--- SEITENAUSZUG ---

Review: RAUM - Wenn die Welt zu einem fremden Ort wird



Fakten:
Raum (Room)
CA, IE. 2015. Regie: Lenny Abrahmson. Buch: Emma Donoghue. Mit: Brie Larson, Jacob Tremblay, Joan Allen, Sean Bridgers, William H. Macy u.a. Länge: 117 Minuten. FSK: Freigegeben ab 12 Jahren. Ab dem 17. März 2016 im Kino.


Story:
Ma ist eine junge Frau, die vor sieben Jahren als Teenagerin entführt und seitdem in einem winzigen Schuppen eingesperrt ist. Von ihrem Entführer wird sie regelmäßig vergewaltigt, dabei entstand auch ihr fünfjähriger Sohn Jack, der mit ihr in diesem Raum lebt und die Welt außerhalb noch nie kennengelernt hat. Als die Flucht gelingt, müssen sich beide an die fremde Welt gewöhnen.




Meinung:
Lenny Abrahmson ist zwar kein Unbekannter mehr, die große Anerkennung blieb dem Iren aber bisher verwehrt. Sein letztjähriger Film „Frank“ wurde zwar durchaus positiv aufgenommen, das große Publikum erreichte er trotz bekannter Namen in der Besetzung (Michael Fassbender, Domhnall Gleeson, Maggie Gyllenhaal) aber nicht. Mit „Raum“ dürfte sich das jedoch schlagartig ändern, Oscarnominierungen in vier der wichtigsten Kategorien dürften den Film und damit auch seinen Regisseur zum entscheidenden Schritt auf die große Bühne verhelfen, man darf also über neue Projekte gespannt bleiben.

--- GEGEBENE EINTRÄGE ---

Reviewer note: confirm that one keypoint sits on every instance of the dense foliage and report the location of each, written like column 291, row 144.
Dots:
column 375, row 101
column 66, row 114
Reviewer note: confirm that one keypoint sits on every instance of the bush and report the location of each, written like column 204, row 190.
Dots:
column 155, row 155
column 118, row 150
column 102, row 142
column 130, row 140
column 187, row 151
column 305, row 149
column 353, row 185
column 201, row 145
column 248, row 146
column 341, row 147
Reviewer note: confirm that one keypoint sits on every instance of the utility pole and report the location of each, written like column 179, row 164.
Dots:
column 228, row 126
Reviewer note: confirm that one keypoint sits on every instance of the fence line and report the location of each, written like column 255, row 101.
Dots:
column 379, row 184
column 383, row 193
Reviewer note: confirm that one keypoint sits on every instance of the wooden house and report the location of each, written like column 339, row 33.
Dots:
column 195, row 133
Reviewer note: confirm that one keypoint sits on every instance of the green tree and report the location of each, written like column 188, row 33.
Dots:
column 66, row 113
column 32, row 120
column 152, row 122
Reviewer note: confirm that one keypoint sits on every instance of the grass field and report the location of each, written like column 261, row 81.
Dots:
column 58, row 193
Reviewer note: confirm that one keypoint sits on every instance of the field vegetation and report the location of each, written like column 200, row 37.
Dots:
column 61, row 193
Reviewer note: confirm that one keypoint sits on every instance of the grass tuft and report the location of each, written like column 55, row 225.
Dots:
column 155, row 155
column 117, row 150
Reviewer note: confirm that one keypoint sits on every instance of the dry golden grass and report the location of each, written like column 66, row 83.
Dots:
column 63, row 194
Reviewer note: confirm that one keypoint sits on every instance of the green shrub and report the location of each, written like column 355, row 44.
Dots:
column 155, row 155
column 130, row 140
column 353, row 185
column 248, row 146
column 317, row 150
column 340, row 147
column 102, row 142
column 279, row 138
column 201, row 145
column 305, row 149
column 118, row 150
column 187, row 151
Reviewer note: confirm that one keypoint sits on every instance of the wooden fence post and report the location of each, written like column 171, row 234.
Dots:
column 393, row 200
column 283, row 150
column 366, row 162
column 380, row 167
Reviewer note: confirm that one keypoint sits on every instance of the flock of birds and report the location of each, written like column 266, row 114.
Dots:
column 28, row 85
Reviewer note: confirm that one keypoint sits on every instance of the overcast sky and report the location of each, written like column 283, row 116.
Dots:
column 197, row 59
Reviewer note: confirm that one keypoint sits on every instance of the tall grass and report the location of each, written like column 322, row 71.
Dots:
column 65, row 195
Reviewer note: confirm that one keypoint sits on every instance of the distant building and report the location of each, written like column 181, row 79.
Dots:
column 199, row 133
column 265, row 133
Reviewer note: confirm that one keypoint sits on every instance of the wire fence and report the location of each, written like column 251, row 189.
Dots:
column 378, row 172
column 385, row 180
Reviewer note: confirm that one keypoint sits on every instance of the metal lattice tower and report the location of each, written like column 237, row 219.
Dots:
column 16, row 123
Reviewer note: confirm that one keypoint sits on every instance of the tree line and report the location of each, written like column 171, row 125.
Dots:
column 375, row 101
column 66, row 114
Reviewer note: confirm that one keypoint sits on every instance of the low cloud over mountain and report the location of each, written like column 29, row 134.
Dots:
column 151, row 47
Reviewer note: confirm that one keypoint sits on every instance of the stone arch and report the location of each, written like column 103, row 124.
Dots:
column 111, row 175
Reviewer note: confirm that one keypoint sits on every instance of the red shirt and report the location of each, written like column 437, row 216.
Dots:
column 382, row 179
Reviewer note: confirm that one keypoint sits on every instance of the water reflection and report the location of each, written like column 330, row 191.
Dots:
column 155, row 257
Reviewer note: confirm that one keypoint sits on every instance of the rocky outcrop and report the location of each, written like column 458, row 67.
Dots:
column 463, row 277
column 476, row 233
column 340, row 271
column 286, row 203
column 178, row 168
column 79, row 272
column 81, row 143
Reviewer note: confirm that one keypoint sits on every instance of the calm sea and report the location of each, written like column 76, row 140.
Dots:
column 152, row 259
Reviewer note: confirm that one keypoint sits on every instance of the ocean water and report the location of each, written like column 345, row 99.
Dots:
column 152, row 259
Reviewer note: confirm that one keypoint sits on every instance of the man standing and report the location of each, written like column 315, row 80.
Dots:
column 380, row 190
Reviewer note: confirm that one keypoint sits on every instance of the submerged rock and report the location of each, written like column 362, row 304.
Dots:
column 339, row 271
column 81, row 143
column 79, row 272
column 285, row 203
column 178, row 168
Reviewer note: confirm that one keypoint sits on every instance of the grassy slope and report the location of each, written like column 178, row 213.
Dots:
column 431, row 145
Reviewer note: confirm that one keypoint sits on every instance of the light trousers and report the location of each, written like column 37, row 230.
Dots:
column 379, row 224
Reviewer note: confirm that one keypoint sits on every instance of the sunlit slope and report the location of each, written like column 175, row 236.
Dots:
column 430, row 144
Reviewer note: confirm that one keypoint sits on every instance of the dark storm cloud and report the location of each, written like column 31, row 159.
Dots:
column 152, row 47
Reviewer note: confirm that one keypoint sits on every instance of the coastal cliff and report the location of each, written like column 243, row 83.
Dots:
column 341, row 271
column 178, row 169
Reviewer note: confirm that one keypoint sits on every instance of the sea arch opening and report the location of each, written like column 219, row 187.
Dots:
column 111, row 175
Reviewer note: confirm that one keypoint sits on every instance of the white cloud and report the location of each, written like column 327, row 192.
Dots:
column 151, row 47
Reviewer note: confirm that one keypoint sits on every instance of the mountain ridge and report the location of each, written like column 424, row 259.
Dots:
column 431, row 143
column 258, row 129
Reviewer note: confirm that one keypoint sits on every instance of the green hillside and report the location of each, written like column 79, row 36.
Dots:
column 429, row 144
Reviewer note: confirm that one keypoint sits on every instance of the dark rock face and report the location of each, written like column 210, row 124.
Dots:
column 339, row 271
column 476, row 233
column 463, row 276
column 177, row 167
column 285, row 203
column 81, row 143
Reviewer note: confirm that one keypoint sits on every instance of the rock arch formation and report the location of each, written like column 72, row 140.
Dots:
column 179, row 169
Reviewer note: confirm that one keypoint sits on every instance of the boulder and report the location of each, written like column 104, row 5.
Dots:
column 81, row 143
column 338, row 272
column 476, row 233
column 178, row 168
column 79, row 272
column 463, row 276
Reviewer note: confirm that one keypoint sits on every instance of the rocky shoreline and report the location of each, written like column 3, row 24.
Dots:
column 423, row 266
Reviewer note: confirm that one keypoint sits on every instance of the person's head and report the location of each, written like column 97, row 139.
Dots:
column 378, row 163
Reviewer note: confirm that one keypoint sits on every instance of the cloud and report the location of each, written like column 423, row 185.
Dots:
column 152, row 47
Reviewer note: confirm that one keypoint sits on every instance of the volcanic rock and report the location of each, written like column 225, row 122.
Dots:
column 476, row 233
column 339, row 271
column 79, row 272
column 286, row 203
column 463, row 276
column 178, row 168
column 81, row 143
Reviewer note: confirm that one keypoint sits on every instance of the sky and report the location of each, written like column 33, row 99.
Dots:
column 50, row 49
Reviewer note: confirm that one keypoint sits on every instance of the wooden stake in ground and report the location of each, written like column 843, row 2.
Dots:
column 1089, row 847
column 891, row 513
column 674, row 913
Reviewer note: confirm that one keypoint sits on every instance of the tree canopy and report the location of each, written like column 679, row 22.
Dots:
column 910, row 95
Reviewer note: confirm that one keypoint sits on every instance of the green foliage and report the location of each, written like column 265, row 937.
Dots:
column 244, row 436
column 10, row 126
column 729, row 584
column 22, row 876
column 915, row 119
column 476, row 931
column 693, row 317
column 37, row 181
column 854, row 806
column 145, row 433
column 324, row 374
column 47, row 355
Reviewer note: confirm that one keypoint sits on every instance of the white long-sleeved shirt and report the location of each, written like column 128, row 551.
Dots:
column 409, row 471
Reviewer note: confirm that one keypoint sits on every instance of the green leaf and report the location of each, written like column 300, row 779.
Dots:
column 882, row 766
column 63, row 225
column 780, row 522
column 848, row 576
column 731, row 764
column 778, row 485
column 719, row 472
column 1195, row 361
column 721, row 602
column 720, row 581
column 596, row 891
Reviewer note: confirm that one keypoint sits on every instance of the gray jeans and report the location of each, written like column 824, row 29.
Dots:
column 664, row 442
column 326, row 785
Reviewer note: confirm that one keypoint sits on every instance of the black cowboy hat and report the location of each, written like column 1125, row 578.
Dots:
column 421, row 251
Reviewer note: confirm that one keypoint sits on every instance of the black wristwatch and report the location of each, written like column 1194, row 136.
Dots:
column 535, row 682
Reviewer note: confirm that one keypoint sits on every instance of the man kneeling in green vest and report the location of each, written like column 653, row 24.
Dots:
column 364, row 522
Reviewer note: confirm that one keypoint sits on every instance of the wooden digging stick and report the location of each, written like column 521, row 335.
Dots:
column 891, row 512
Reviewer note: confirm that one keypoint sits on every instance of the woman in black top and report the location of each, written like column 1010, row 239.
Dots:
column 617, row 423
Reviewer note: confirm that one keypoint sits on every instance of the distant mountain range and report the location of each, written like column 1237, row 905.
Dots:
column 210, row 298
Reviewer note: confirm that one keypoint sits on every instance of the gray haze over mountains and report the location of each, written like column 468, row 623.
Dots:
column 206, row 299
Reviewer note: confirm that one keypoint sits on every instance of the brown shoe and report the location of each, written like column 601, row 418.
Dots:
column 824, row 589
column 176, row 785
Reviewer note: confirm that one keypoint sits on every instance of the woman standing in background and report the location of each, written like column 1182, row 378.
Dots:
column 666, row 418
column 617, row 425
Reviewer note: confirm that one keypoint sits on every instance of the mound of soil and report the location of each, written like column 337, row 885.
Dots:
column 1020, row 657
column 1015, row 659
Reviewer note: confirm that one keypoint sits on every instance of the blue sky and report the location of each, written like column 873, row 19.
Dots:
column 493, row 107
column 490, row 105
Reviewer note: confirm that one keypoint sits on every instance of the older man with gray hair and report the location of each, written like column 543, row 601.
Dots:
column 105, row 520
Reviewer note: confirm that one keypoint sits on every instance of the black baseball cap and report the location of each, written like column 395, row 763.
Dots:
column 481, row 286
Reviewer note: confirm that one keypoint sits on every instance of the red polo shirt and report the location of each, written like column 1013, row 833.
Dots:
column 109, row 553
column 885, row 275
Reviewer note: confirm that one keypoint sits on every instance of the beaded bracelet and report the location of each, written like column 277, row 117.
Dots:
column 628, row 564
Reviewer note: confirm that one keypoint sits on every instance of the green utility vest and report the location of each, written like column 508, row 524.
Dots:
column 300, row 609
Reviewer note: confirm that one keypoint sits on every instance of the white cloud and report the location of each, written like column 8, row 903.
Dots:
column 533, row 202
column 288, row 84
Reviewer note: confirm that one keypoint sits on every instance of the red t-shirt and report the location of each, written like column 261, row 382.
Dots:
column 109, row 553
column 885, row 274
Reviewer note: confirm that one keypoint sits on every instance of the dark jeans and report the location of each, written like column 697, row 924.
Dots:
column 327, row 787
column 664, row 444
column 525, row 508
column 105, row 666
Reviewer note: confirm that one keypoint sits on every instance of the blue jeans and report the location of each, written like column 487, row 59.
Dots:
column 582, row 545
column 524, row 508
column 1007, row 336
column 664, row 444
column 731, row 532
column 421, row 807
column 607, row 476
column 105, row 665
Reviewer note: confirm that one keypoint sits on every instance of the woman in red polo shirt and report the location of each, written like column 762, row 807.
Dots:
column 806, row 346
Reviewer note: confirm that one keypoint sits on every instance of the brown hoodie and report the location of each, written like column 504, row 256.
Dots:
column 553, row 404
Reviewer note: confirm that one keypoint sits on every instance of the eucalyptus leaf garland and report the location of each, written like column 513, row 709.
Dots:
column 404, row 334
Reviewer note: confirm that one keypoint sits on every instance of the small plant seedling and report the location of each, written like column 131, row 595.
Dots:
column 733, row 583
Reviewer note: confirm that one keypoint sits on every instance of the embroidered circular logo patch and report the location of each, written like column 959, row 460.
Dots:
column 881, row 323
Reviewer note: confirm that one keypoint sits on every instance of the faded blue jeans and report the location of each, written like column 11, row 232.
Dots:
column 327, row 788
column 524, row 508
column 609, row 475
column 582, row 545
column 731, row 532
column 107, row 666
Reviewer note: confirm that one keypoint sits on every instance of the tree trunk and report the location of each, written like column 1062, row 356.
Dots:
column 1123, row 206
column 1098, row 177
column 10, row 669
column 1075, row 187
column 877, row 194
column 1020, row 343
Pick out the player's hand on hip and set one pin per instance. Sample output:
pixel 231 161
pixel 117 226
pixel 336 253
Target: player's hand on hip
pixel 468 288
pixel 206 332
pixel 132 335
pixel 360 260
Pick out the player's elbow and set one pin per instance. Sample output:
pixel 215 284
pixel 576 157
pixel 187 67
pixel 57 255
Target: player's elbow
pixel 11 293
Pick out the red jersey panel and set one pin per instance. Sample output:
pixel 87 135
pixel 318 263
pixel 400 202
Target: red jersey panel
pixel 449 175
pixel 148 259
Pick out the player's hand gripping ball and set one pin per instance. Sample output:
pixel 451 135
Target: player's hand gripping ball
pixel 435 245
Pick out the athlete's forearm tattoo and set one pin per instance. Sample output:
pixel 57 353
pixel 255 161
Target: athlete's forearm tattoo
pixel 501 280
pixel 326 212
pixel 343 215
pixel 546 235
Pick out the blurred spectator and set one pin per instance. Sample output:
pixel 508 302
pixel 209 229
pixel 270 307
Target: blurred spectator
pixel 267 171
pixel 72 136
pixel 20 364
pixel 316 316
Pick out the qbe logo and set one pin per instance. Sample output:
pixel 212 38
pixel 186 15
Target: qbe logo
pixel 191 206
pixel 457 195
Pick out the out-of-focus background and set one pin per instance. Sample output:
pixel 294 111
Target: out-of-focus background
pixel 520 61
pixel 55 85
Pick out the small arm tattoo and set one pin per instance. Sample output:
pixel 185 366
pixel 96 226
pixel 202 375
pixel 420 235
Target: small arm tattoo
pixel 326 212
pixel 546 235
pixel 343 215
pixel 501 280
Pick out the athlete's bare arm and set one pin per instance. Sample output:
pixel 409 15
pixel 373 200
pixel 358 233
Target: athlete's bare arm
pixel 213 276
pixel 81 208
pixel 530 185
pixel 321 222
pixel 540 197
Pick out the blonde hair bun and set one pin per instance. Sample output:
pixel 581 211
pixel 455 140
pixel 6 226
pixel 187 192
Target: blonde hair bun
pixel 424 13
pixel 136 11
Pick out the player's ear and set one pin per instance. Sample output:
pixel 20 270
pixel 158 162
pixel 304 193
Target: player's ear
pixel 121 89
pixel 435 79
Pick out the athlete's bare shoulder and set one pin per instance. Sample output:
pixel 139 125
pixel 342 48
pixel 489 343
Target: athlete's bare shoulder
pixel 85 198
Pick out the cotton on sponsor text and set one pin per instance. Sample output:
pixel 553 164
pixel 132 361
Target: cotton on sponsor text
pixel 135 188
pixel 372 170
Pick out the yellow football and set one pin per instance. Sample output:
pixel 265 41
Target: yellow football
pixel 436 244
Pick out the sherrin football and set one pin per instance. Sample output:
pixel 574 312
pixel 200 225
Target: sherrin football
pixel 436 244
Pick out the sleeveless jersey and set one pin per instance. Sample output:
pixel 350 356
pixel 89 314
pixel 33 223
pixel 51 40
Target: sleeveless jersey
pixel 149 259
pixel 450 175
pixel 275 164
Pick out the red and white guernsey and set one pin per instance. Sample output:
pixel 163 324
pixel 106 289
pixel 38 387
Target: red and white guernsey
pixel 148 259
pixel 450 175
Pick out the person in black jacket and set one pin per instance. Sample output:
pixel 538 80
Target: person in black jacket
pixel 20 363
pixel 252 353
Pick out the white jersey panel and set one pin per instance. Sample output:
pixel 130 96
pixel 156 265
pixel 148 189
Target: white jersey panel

---

■ AUFGABEN:
(1) Nennen Sie alle Darsteller, die in der Filmkritik zu „Raum“ im Faktenteil nach „Mit:“ aufgeführt sind.
(2) Schreiben Sie aus der Filmkritik den Abschnitt ab, der mit den Worten „Review: RAUM - Wenn“ beginnt und mit „fremde Welt gewöhnen.“ endet.
(3) Führen Sie die Filmkritik zu „Raum“ nach ihrem letzten Satz weiter.
Die Auflistung ist eigenständiges Material und gehört nicht zur Filmkritik.

■ LÖSUNGEN:
(1) Brie Larson, Jacob Tremblay, Joan Allen, Sean Bridgers, William H. Macy

(2)
Review: RAUM - Wenn die Welt zu einem fremden Ort wird



Fakten:
Raum (Room)
CA, IE. 2015. Regie: Lenny Abrahmson. Buch: Emma Donoghue. Mit: Brie Larson, Jacob Tremblay, Joan Allen, Sean Bridgers, William H. Macy u.a. Länge: 117 Minuten. FSK: Freigegeben ab 12 Jahren. Ab dem 17. März 2016 im Kino.


Story:
Ma ist eine junge Frau, die vor sieben Jahren als Teenagerin entführt und seitdem in einem winzigen Schuppen eingesperrt ist. Von ihrem Entführer wird sie regelmäßig vergewaltigt, dabei entstand auch ihr fünfjähriger Sohn Jack, der mit ihr in diesem Raum lebt und die Welt außerhalb noch nie kennengelernt hat. Als die Flucht gelingt, müssen sich beide an die fremde Welt gewöhnen.

(3)
Viel Platz ist nicht!
„Raum“ ist sicherlich kein Film, den man nebenbei und unaufmerksam schauen sollte, er fordert seine Zuschauer, packt sie, schockt sie, lässt sie auch Tage nach der Sichtung nicht los. Das liegt am Inhalt, eine Geschichte, die man fast nicht glauben kann, vor allem nicht glauben möchte und die deswegen auch erbarmungslos zuschlägt. Das liegt aber auch an der Inszenierung, die schmerzlich passiv von den Geschehnissen berichtet, nichts verschönert und vor allem nie versucht den Betrachter emotional zu manipulieren. Es sind vielschichtige Emotionen, die den Zuschauer mitreißen, nicht zuletzt weil sie unheimlich echt und greifbar wirken, zu jedem Zeitpunkt nachvollziehbar sind und deswegen auch enorme Sympathien für die geplagten Protagonisten erzeugen. Die Verbindung zwischen Figur und Zuschauer funktioniert letztlich auch deshalb so gut, weil die Darsteller alle ihnen zur Verfügung stehenden Mittel nutzen um eine unglaublich kraftvolle und authentische Performance zu liefern. Das gilt für Brie Larson, die für ihre Darbietung erst kürzlich mit dem Golden Globe ausgezeichnet wurde und völlig zurecht zu den Favoritinnen für den Oscar zählt. Das gilt aber auch für Jacob Tremblay, der für sein Alter erschreckend gut spielt und wohl zu den vielversprechendsten Jungschauspielern gehört.


Basteln mit Eierschalen!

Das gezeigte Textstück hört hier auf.